> _作業依頼 A_:
緩和医療科長の就任あいさつのうち、「東北大学病院では平成14年か」から始まり「一員として活動してきました。」で終わる部分を、一字も変えずに返してもらえますか？
> _作業依頼 B_:
緩和医療科長の就任あいさつを、最後に示された文のあとから書き進めてもらえますか？

> _文書抜粋_:
東北大学 緩和医療学分野

教室案内

教授挨拶

緩和医療科長 就任あいさつ

平成27年5月15日付で緩和医療科長を拝命しました
井上彰です。

東北大学病院では平成14年から呼吸器内科、同24年からは臨床研究推進センターに所属し、主に進行肺がんの診療や臨床研究に携わってきました。一方、平成10年に国立がんセンター東病院の緩和ケア病棟で研修して以来、がん治療の一環としての緩和医療を常に意識し、平成22年に豪州ホスピス留学から帰国後は当院の緩和ケアチームの一員として活動してきました。

当院では、平成12年に国立大学病院としては初の緩和ケア病棟が設立されて以来、2000名以上のがん患者さんに対して専門的スタッフによる手厚いケアを提供してきました。一方、平成19年には緩和ケアチームが発足し、他科でご入院中の患者さんについても苦痛ない療養生活を送れるよう、主治医と相談して治療にあたってきました。緩和医療は「がん終末期の看取りのケア」と誤解されがちですが、昨今は「がんと診断された時からの緩和ケア」が世界の常識となっており、都道府県がん診療連携拠点の指定要件として「緩和ケアセンター」に求められる役割にもそれは色濃く反映されています。

> _分析用データ_:

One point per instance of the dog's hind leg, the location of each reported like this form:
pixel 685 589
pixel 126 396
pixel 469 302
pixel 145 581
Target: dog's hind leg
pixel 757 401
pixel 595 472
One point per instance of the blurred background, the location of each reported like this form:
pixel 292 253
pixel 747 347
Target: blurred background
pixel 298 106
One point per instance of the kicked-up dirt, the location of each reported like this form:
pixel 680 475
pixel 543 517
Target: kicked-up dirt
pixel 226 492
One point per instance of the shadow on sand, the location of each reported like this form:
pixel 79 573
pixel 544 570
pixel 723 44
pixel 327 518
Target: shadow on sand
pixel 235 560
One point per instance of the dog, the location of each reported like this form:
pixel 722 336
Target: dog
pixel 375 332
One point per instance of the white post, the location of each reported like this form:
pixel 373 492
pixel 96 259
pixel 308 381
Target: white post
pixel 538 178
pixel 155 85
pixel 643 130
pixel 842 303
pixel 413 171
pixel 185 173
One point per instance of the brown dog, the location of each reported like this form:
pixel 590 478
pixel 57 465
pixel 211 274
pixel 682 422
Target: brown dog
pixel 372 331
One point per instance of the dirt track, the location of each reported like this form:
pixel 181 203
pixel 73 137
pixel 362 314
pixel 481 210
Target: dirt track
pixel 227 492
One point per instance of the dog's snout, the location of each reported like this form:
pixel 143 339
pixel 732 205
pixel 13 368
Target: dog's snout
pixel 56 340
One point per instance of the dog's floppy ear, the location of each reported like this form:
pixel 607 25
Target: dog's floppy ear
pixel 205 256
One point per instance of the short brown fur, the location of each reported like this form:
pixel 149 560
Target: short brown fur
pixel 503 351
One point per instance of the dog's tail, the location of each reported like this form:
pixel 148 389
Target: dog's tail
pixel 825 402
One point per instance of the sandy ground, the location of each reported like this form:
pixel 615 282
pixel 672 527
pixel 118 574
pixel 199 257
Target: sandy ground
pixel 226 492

> _作業結果 A_:
東北大学病院では平成14年から呼吸器内科、同24年からは臨床研究推進センターに所属し、主に進行肺がんの診療や臨床研究に携わってきました。一方、平成10年に国立がんセンター東病院の緩和ケア病棟で研修して以来、がん治療の一環としての緩和医療を常に意識し、平成22年に豪州ホスピス留学から帰国後は当院の緩和ケアチームの一員として活動してきました。

> _作業結果 B_:
すなわち、従来からの緩和ケア病棟と緩和ケアチームによる支援体制に加え、院内のがん患者さんに対して広く苦痛のスクリーニングを実施して、「声なき苦痛」に対しても「緩和ケア外来」「がん看護外来」「がん診療相談室」等を介して積極的に対応し、さらには地域の病院・在宅医とも密に連携し、質の高い緩和医療を普及させることが求められています。限られた期間の中で上記体制を整備するため、関係する部署、診療科の先生方にはご理解とご助力をよろしくお願い申し上げます。

さらに東北大学病院が果たすべき役割として、臨床のみならず医学生や若手医師に対する緩和医療の教育や質の高い臨床研究の実践も挙げられます。いずれも一朝一夕に出来ることではないですが、研究面については肺がん関連で得た経験を生かして、緩和の領域においても東北から質の高いエビデンスが発信できるよう努力します。